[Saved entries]
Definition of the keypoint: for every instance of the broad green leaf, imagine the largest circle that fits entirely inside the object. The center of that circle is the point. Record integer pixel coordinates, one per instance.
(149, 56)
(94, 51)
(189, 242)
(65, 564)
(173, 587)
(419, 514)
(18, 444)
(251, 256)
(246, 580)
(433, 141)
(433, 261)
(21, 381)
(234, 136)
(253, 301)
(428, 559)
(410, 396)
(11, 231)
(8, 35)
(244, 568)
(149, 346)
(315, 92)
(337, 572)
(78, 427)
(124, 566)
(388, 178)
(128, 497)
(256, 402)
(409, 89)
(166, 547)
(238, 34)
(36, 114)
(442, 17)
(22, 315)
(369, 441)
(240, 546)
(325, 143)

**YOUR INSTRUCTIONS:** The records above must be retyped in full. Keep each one exactly as it is.

**TASK OUTPUT:**
Definition of the keypoint: for every instance of the broad green leaf, imagine the largest circle that fits entirely inside the object. The center of that circle is the point. Record integer pixel coordinates, one per instance.
(149, 56)
(94, 51)
(189, 242)
(65, 564)
(173, 587)
(419, 514)
(18, 444)
(251, 256)
(246, 580)
(433, 141)
(433, 261)
(21, 381)
(234, 136)
(253, 301)
(428, 559)
(410, 396)
(11, 231)
(8, 35)
(244, 568)
(149, 346)
(315, 92)
(337, 572)
(78, 427)
(124, 566)
(388, 178)
(128, 497)
(256, 402)
(409, 89)
(166, 547)
(238, 34)
(36, 114)
(442, 17)
(22, 315)
(369, 441)
(240, 546)
(325, 143)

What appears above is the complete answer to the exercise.